* Document passage *
____

Skip to main content

API Endpoints

l3mcore listens on http://0.0.0.0:11435 by default and exposes endpoints compatible with the OpenAI and Ollama APIs.


OpenAI Endpoints

POST /v1/chat/completions

Generates a chat response. Compatible with any OpenAI client.

Request:

{
"model": "gpt-4",
"messages": [
{"role": "system", "content": "You are a helpful assistant."},
{"role": "user", "content": "Write a bash script to list processes."}
],
"stream": true
}
Optional model field
  • Omitted or generic (e.g. "gpt-4"): l3mcore analyzes the prompt and automatically routes to the best expert.
  • Specific label (e.g. "programmer"): skips the router and goes straight to the indicated expert.

Response (without streaming):

{
"id": "chatcmpl-...",
"object": "chat.completion",
"model": "programmer",
"choices": [{
"message": {
"role": "assistant",
"content": "#!/bin/bash\nps aux | sort -rk 3,3 | head -20"
},
"finish_reason": "stop"
}],
"usage": {
"prompt_tokens": 15,
"completion_tokens": 12,
"total_tokens": 27
}
}

GET /v1/models

Lists all available experts in OpenAI format.

Response:

{
"object": "list",
"data": [
{"id": "programmer", "object": "model", "created": 1700000000, "owned_by": "lemoe"},
{"id": "creative_writer", "object": "model", "created": 1700000000, "owned_by": "lemoe"}
]
}

Ollama Endpoints

POST /api/chat

Compatible with Ollama clients.

{
"model": "lemoe",
"messages": [
{"role": "user", "content": "Explain quantum computing."}
],
"stream": false
}

GET /api/tags

Lists experts in Ollama format.


GET /api/version

Returns the server version:

{"version": "1.0.0"}

Server Limits

LimitValue
Rate limit60 requests/minute per IP
Max payload size1 MB
StreamingSSE compatible
Behind a reverse proxy

The rate limiter respects the X-Forwarded-For header, so it works correctly behind Nginx, Traefik, or Caddy.

____

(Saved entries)
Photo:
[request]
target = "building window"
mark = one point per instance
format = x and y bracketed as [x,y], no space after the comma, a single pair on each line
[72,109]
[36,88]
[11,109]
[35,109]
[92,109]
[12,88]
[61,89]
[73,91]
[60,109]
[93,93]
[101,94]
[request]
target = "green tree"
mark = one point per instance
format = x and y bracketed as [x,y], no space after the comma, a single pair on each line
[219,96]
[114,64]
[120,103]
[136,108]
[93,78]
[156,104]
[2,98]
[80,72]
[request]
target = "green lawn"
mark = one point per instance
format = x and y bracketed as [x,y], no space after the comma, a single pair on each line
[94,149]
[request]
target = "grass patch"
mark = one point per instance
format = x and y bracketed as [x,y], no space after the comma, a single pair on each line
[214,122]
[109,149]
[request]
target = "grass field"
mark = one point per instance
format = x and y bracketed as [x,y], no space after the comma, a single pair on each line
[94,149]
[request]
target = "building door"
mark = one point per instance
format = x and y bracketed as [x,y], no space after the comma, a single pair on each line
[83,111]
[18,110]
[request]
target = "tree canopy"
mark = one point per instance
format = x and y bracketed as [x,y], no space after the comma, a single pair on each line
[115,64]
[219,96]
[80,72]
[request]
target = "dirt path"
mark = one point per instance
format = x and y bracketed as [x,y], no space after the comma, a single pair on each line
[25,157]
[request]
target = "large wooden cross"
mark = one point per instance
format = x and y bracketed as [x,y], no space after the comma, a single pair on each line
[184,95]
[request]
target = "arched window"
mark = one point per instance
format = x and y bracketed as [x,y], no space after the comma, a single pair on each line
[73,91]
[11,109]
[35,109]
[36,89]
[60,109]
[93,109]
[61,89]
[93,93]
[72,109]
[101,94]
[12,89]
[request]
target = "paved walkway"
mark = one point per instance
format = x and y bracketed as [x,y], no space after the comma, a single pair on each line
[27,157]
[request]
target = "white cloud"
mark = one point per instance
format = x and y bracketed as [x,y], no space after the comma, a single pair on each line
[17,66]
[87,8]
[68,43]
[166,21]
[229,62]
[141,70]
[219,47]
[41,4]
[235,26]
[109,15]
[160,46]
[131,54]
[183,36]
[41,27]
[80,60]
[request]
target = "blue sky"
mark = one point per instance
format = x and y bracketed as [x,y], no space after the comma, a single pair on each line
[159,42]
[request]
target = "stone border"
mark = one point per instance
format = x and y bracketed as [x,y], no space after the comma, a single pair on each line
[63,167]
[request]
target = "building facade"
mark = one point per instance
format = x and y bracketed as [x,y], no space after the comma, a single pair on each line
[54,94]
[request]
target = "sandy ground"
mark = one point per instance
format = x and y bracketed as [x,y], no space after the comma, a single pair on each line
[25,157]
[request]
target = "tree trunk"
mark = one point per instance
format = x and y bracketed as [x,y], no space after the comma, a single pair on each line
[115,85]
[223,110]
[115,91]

____

* Your goal *
Reproduce the section of the l3mcore API endpoints page that starts at the words "Generates a chat" and ends after "the best expert.".

* Response for this exercise *
Generates a chat response. Compatible with any OpenAI client.

Request:

{
"model": "gpt-4",
"messages": [
{"role": "system", "content": "You are a helpful assistant."},
{"role": "user", "content": "Write a bash script to list processes."}
],
"stream": true
}
Optional model field
  • Omitted or generic (e.g. "gpt-4"): l3mcore analyzes the prompt and automatically routes to the best expert.